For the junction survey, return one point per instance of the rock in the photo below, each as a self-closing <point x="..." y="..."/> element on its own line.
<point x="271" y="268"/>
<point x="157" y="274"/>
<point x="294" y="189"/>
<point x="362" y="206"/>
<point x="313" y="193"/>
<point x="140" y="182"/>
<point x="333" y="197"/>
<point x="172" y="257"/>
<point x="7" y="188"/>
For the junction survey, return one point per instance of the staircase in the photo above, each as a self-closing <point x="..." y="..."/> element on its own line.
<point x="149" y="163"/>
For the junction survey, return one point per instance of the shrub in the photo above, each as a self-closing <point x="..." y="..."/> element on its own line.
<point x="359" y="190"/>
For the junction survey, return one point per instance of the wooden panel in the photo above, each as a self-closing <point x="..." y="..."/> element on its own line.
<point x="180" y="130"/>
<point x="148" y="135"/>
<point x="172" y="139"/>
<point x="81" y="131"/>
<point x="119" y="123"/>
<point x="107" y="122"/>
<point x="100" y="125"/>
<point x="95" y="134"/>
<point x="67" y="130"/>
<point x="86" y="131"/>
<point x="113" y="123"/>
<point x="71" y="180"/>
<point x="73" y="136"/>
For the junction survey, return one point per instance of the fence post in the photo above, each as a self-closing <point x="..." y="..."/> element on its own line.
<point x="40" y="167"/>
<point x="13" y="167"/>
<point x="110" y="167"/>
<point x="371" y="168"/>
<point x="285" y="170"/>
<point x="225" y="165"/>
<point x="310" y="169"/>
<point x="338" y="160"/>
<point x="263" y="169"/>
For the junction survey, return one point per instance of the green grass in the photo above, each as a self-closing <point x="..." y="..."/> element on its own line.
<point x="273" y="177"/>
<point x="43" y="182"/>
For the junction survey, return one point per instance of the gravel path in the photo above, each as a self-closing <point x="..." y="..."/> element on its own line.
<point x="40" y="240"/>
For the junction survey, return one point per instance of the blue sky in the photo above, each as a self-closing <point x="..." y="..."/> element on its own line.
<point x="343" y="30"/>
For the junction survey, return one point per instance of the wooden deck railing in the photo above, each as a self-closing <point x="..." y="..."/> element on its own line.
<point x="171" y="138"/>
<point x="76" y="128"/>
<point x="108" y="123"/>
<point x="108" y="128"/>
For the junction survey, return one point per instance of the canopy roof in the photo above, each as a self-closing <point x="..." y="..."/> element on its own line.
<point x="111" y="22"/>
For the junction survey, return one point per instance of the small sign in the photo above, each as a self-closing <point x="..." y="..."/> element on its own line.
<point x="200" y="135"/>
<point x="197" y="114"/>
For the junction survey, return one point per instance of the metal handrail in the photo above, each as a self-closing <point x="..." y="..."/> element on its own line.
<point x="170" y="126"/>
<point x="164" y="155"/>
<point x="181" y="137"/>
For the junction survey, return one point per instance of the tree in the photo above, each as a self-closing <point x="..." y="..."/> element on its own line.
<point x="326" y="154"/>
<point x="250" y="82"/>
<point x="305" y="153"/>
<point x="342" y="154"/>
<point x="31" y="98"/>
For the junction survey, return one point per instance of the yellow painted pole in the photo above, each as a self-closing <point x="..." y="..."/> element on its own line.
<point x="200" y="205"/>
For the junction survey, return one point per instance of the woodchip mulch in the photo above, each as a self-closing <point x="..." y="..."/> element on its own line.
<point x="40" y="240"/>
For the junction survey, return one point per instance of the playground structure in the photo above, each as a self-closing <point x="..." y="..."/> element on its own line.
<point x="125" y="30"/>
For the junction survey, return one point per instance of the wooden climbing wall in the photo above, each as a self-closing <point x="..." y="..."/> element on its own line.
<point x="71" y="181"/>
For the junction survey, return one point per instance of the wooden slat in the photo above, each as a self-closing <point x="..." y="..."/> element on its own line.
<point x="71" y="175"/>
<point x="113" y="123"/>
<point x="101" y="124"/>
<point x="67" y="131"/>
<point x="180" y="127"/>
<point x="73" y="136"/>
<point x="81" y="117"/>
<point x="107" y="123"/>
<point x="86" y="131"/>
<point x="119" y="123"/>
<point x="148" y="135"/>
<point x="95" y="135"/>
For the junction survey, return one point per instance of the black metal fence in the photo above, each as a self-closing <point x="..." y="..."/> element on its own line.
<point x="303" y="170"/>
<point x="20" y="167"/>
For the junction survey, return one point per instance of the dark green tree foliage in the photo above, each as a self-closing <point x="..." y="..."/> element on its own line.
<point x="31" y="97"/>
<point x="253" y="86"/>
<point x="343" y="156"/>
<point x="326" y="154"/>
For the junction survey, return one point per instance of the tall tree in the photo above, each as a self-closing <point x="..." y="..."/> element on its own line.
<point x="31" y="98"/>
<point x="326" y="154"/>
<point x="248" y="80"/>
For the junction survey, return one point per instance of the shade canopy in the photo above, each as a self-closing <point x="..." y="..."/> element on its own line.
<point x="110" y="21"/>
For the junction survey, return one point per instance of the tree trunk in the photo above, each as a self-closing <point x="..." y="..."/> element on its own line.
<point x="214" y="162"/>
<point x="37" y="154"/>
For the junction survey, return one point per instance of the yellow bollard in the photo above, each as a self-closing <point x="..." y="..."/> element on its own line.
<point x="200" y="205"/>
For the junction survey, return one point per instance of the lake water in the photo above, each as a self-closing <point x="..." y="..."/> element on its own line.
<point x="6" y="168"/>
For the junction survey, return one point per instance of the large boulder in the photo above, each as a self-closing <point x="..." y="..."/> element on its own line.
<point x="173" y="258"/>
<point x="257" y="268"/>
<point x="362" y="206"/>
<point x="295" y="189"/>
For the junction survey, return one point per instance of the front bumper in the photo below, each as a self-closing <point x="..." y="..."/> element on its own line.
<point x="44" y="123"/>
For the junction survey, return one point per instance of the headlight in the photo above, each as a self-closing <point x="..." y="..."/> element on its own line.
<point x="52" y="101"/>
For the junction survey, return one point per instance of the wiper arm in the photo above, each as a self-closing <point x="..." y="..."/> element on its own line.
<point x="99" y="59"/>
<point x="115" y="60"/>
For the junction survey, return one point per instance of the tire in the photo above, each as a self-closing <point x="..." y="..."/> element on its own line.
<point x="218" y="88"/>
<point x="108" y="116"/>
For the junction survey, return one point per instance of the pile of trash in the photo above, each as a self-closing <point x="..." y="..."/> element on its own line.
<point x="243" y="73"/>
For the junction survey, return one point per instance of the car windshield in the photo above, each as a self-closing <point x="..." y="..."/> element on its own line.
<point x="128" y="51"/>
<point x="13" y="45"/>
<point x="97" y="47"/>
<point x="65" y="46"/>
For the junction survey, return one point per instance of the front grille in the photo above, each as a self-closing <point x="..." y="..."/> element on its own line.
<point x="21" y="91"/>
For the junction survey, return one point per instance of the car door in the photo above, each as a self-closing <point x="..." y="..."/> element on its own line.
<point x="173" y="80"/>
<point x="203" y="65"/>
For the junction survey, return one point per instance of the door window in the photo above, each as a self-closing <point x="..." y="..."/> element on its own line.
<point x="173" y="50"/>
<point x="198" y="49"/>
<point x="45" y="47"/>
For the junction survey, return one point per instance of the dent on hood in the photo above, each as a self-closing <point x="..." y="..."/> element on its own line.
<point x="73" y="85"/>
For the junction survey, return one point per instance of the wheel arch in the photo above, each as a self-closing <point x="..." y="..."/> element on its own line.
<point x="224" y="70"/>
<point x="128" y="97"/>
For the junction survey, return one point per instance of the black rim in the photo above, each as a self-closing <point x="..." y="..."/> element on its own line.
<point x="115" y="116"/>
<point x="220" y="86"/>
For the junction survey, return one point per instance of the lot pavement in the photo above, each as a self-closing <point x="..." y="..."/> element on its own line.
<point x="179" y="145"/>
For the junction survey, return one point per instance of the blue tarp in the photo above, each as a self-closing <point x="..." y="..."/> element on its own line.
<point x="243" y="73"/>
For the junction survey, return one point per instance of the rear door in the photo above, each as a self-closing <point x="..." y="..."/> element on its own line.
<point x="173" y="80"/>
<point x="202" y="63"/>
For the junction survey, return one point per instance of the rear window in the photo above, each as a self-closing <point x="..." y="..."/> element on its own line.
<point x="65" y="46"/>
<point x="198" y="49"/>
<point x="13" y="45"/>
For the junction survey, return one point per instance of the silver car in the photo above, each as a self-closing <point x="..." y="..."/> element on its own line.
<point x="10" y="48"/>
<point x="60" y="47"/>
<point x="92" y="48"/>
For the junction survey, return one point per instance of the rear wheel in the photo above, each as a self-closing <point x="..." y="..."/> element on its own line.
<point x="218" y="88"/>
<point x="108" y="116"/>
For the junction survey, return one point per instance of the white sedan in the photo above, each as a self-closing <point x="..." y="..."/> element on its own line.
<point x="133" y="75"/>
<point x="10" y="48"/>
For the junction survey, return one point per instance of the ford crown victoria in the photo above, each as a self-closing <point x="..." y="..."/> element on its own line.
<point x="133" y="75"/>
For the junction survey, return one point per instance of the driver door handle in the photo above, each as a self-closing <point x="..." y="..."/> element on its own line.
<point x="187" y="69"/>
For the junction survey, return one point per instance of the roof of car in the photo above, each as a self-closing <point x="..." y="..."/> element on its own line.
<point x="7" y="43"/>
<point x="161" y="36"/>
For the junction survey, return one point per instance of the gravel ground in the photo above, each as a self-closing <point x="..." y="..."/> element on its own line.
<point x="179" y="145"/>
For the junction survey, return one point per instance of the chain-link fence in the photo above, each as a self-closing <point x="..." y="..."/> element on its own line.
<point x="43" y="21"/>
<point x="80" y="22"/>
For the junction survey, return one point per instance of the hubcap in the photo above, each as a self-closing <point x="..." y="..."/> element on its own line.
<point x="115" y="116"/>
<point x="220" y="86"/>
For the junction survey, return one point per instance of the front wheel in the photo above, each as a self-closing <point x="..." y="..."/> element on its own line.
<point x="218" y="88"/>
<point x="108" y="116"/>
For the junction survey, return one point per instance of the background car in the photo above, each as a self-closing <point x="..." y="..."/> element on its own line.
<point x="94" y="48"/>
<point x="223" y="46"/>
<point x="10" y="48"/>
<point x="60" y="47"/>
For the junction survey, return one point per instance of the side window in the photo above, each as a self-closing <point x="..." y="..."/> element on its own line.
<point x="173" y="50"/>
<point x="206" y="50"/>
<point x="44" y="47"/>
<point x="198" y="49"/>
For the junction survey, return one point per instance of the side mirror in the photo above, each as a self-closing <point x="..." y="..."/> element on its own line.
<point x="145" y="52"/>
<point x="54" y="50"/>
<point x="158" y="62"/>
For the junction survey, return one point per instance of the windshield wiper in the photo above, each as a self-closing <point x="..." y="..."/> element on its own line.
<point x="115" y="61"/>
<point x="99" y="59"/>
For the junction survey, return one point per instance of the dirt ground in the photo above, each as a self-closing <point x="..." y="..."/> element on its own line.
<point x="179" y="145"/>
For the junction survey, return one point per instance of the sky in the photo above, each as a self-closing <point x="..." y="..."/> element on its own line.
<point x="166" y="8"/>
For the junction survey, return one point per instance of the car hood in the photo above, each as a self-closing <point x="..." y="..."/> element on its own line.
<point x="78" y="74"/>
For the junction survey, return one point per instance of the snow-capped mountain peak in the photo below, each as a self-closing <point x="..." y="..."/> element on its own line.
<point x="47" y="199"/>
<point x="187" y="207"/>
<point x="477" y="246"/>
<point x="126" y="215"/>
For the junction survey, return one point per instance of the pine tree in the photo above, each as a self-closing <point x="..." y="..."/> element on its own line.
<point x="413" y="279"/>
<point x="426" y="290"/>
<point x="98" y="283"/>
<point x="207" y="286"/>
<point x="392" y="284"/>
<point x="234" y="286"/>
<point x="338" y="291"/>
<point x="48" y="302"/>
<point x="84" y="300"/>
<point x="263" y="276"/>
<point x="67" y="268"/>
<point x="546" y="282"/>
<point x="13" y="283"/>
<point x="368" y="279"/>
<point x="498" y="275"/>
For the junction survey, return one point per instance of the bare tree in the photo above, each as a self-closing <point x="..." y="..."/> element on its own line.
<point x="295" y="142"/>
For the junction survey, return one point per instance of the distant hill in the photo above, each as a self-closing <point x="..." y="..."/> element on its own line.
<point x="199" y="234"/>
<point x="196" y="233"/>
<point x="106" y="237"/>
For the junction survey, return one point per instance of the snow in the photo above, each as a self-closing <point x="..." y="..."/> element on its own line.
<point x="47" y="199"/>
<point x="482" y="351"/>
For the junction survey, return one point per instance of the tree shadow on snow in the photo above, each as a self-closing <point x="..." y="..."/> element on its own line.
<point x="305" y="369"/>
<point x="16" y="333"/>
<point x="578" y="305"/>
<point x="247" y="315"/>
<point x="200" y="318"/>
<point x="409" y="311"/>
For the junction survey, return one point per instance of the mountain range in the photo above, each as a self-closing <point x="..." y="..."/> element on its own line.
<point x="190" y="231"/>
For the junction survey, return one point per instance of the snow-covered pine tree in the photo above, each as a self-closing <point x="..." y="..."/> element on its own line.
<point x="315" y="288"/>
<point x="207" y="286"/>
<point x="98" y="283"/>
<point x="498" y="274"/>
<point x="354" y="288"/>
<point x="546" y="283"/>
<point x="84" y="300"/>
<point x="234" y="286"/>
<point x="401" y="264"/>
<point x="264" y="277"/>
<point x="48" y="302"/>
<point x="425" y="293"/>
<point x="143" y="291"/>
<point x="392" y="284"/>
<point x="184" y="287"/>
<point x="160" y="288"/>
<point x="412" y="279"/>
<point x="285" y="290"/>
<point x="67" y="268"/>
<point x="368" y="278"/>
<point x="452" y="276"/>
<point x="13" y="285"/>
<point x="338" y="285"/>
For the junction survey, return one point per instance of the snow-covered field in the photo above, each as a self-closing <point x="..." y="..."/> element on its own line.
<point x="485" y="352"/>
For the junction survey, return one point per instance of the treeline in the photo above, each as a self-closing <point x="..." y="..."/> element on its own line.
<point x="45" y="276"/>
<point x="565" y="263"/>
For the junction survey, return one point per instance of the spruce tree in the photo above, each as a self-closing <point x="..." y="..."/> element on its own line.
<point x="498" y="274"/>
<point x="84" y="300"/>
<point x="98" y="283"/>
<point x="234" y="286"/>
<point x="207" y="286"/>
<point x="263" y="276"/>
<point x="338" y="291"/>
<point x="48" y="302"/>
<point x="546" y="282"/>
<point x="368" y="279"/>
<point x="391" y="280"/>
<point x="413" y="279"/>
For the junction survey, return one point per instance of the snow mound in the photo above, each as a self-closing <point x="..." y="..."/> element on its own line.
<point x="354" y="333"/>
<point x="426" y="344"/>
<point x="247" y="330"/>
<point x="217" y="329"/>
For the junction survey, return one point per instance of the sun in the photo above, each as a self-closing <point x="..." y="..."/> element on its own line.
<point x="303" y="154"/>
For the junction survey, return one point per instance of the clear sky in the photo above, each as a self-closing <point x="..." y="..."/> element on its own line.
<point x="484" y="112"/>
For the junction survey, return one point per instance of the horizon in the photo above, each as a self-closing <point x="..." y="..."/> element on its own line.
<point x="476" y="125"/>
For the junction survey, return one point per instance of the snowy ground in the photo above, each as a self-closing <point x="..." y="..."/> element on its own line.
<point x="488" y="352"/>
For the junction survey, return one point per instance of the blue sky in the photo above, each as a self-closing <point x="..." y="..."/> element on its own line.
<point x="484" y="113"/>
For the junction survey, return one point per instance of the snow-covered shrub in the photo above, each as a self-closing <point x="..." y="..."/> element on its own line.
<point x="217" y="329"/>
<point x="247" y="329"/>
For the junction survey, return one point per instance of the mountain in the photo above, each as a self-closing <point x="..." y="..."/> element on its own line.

■ ■ ■

**ACTION ITEM**
From the line holding "of the horizon" down to the last line of the records above, restate each line exactly as written.

**REPLY TO THE TASK**
For the junction survey, return one point per instance of the horizon in the photo above, each as a self-closing <point x="..." y="..."/> element on its own line.
<point x="476" y="125"/>
For the junction survey, return one point per instance of the snowy ground in the photo above, each as a self-closing <point x="..." y="..."/> element on its own line.
<point x="488" y="352"/>
For the junction survey, return one point per instance of the blue sky in the photo above, each as a self-closing <point x="..." y="..."/> element on its own line.
<point x="484" y="113"/>
For the junction survey, return one point per instance of the snow-covered shrub in the photo above, each as a self-closing <point x="..." y="..."/> element on its own line.
<point x="217" y="329"/>
<point x="247" y="329"/>
For the junction survey, return one point per instance of the mountain in the photo above, each as a self-closing <point x="..." y="..."/> element on its own line.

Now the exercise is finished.